**REQUIRED WORK**
Reproduce, unaltered, the line with "Would you kindly indicate the dark" along with every line that follows it in the records, up to the last.

*** Opening PROVIDED RECORDS ***

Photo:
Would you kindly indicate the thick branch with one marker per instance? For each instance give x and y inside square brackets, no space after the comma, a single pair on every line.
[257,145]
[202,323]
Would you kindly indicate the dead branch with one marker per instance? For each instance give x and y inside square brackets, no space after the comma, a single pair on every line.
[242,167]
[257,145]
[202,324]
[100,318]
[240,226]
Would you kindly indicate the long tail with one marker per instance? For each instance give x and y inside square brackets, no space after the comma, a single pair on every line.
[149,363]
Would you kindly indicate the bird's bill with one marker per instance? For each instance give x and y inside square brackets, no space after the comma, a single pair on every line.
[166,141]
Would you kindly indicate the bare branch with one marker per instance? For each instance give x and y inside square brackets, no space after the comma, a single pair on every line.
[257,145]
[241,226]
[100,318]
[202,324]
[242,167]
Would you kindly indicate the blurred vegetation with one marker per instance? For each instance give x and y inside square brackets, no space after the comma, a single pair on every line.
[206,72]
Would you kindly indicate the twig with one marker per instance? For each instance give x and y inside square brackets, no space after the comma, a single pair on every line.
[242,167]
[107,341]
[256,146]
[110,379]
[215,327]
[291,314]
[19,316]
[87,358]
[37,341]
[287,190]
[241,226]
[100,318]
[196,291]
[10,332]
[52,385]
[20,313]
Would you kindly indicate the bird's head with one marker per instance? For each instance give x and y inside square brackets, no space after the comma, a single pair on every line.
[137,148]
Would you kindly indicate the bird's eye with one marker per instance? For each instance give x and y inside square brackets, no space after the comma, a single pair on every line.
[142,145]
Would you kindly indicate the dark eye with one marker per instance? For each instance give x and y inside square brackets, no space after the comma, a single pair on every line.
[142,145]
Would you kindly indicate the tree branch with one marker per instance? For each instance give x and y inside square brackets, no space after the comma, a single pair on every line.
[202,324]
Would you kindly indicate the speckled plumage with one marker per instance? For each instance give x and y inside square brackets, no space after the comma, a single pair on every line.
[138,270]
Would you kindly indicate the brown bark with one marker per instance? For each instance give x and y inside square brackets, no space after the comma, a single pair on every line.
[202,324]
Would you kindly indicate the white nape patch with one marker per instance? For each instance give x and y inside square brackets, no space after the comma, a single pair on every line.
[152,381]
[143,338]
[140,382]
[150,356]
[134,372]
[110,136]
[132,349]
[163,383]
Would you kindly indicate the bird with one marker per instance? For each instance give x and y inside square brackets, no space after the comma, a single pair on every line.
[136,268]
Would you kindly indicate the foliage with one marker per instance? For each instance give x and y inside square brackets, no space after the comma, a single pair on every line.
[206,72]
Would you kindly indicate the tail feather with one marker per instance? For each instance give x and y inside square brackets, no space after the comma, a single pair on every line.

*** Closing PROVIDED RECORDS ***

**OUTPUT OF THE TASK**
Would you kindly indicate the dark eye with one marker per instance? For each instance give x and y inside square brackets, no space after the comma, a single pair on every line.
[142,145]
Would you kindly indicate the tree branch with one marker per instance? For each instance give x and y inside square brackets, no space after the comma, a single pair on every line.
[202,324]
Would you kindly indicate the speckled plumage with one marker per instance? For each instance give x and y inside square brackets, no space after the comma, a single pair on every line.
[138,270]
Would you kindly indicate the brown bark with one marker per instance? For each instance give x and y inside square brackets, no space after the comma, a single pair on every line.
[202,324]
Would you kindly indicate the white nape patch with one marker per instance? For each instance give x and y inside square brackets, no space after the comma, a single pair on every line.
[152,381]
[143,338]
[140,382]
[150,356]
[134,372]
[110,136]
[132,349]
[163,383]
Would you kindly indicate the bird with one marker per instance? For each instance give x and y inside square brackets, no space after the comma, a single pair on every line.
[136,268]
Would you kindly indicate the foliage with one marker per instance? For each instance give x and y inside square brackets, no space after the comma, a single pair on every line.
[206,72]
Would you kindly indicate the tail feather with one marker per instance? For each instance give x and y inside square brackets, no space after the comma, a single pair on every line.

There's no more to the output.